The entries shown next need to be written again word for word.

** Opening Data under study block **

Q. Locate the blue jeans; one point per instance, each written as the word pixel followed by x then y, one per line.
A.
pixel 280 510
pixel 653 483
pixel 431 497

** Closing Data under study block **

Answer section:
Q. Locate the blue jeans; one point per instance, each written as the word pixel followed by x then y, one per line.
A.
pixel 280 510
pixel 653 483
pixel 431 497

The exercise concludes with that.